TASKS TO PERFORM:
1/ Copy the section of the persecution passage starting at "Point is, persecution" and ending at "of this path...", word for word.
2/ Answer these questions using the persecution passage:
(a) At what age did the narrator receive Christ?
(b) What did the narrator's father call the persecution?
(c) For how long had John Wesley gone without persecution when he became concerned?

EXCERPTED PASSAGE:
I remember when it first happened to me. I was in high school. Although I received Christ at 7, as middle school came, I started looking more like the world. I was a class clown, who loved the girls, sports, and being popular and cool. I knew in my heart that I was a huge hypocrite. Occasionally, I’d try to clean up, but these efforts were short-lived. This pattern continued until my parents divorced. After the initial emotional turmoil settled, I had a clear choice to make: continue in hypocrisy and sin, play both parents to benefit my own interests, or run to God. By God's grace, I ran to God. I determined to stop being a faker. Don’t get me wrong, I didn’t suddenly become bold with my faith. I simply started genuinely seeking God, reading his Word, and just tried to do what was right. That was a huge challenge for me. I stopped cussing and telling dirty jokes. I changed friend groups. I was messing around with a girl who I liked for all the wrong reasons, and I stopped. I quit going to the parties. That girl and my old friends began to make fun of me. It hurt. I was used to being the one making fun of others. It seriously hurt. I often wanted to take matters back into my own hands and fight someone. Thankfully my father reminded me what Jesus said about persecution. He was proud of me, smiled, and said my persecution was a badge of honor. Another particularly memorable thing was when my English teacher—who had seen a change in my life and knew I was being jeered by my old friends—slipped me an encouraging note in class. That was a huge tipping point in my life. 

Have you had a moment like that? Have your eyes been opened to the fact that persecution is the norm for the Christian life? The converse is also true: if you’re NOT experiencing it, something’s probably wrong. 

The great John Wesley was quite familiar with persecution. While riding between frontier towns on his horse, John Wesley reportedly became concerned when it occurred to him that he had not experienced persecution for three whole...days (did you expect to read years? Or weeks?). This caused him to question whether he was outside of God's will. He got off his horse and began to pray when a man saw the preacher praying outside his town and threw a rock at him (some versions of the story say it was a brick) which barely missed. Wesley looked up and thanked God!

Point is, persecution is the norm, it is the hard, narrow path that follows in the steps of Jesus and leads to heaven. 

There are ditches on either side of this path...

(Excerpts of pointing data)
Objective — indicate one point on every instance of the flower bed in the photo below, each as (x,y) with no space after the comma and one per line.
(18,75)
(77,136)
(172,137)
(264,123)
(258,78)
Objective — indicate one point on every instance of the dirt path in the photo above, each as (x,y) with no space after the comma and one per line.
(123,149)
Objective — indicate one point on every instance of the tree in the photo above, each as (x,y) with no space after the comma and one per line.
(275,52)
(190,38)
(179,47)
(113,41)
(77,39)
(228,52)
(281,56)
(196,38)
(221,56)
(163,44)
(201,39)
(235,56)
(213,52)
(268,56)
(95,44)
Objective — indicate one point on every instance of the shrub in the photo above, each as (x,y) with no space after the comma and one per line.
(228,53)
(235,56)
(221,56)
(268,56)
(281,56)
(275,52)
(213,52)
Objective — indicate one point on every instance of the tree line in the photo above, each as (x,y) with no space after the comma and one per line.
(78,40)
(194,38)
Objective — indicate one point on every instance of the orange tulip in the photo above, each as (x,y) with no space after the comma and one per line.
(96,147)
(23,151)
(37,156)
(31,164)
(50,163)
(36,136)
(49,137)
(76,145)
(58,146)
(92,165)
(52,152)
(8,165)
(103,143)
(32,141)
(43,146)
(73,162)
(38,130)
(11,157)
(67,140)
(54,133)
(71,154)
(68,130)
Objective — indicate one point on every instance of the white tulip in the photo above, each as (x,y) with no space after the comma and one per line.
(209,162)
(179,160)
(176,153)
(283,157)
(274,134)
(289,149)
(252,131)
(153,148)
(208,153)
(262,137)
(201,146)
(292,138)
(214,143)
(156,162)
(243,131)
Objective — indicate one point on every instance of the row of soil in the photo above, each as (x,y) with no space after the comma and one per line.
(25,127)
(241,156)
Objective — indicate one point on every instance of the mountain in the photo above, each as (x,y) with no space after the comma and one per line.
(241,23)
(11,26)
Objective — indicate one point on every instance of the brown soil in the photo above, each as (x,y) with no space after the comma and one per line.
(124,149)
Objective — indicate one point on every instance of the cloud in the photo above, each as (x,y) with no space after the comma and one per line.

RESPONSE LIST:
1/
Point is, persecution is the norm, it is the hard, narrow path that follows in the steps of Jesus and leads to heaven. 

There are ditches on either side of this path...

2/
(a) At 7.
(b) A badge of honor.
(c) Three days.